**The exercise**
Could you output the entries below verbatim, starting with the line that contains "For the dataset, tag each instance of the toes" and running through the final line of the entries, with both of those lines included?

============================================================

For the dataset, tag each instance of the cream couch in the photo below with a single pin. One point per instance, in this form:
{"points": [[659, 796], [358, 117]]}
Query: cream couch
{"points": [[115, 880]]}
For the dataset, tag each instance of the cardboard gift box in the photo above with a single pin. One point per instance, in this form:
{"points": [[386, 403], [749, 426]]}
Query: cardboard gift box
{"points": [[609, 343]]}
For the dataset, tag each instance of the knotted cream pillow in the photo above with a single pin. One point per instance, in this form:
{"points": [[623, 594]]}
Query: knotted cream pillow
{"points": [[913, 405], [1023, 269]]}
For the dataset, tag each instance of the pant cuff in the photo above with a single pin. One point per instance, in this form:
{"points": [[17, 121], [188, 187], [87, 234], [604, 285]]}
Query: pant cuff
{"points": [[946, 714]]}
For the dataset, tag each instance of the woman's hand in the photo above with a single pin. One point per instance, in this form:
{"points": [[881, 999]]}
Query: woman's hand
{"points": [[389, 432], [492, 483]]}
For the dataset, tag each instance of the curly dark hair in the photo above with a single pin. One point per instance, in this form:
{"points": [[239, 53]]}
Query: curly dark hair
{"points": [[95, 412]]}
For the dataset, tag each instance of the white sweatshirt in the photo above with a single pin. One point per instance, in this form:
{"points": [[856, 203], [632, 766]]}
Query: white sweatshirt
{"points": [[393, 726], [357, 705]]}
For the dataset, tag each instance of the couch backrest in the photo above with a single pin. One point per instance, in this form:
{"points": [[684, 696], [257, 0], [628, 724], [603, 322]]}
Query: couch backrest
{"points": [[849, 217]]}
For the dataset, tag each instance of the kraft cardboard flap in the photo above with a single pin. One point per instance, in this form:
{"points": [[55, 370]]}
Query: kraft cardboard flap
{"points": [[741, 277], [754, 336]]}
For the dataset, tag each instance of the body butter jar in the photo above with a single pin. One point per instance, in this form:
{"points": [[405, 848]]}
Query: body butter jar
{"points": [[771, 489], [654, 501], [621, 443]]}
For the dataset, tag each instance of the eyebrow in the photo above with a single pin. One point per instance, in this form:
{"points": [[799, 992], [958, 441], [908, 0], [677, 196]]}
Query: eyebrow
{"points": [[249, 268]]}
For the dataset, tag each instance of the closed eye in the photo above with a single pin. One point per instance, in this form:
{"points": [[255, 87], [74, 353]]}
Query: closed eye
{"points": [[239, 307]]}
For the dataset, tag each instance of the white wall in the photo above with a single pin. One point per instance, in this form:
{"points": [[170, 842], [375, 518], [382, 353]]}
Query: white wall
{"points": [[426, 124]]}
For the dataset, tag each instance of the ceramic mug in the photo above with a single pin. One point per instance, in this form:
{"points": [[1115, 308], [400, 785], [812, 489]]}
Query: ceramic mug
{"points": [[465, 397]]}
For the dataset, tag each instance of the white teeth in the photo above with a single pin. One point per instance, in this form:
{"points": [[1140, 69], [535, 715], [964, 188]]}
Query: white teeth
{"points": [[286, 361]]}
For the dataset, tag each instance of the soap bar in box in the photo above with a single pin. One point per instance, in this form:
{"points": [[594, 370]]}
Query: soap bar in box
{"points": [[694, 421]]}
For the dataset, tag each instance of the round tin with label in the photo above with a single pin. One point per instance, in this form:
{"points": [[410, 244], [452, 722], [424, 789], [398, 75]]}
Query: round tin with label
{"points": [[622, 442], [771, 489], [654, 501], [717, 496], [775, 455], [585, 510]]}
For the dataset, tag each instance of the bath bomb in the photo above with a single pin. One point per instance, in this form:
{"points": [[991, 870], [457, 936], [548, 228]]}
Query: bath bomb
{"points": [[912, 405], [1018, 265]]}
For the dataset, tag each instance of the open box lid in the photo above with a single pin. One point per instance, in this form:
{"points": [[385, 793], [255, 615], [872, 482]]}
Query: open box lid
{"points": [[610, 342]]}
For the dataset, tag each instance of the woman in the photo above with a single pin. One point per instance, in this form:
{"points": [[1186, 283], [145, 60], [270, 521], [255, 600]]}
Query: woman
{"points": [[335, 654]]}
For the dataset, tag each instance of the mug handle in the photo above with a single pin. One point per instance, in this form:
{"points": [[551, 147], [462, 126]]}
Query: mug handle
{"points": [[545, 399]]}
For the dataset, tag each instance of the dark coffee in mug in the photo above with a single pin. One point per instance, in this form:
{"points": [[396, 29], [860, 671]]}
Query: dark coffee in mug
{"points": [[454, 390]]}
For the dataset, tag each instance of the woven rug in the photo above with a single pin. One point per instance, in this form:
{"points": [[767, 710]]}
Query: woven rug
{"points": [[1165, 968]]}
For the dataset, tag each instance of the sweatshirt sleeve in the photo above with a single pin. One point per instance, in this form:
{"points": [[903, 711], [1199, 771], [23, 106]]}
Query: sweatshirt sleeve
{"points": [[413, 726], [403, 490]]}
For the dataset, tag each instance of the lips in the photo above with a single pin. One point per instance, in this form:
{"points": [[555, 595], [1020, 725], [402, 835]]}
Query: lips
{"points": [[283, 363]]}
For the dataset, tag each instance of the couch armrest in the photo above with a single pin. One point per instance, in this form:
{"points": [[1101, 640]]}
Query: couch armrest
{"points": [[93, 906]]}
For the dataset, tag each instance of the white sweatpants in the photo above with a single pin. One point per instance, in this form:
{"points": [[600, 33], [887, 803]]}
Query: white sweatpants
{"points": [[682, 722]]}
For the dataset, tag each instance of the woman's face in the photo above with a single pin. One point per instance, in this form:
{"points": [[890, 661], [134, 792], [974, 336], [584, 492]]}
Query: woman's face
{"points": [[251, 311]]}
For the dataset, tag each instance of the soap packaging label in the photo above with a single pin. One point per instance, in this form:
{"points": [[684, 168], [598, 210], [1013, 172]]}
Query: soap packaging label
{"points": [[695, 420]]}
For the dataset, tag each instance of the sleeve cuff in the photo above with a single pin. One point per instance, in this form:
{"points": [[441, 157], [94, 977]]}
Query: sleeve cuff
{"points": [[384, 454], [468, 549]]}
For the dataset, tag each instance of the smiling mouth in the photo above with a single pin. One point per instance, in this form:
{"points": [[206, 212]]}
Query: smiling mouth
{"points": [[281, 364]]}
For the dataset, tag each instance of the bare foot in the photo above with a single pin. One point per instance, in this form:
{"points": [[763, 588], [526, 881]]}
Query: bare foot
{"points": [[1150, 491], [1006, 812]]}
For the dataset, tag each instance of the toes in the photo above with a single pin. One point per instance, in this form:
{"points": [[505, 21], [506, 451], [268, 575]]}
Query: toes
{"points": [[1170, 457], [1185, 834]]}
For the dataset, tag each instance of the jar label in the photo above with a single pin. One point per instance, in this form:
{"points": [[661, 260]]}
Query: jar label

============================================================

**Solution for this problem**
For the dataset, tag each instance of the toes in the photo above with a single pin. One point per instance, in this form:
{"points": [[505, 21], [506, 451], [268, 575]]}
Query: toes
{"points": [[1170, 457], [1185, 834]]}
For the dataset, tag each instance of the jar label in the photo above with a single pin. One point per instance, in this form:
{"points": [[661, 260]]}
Query: jar label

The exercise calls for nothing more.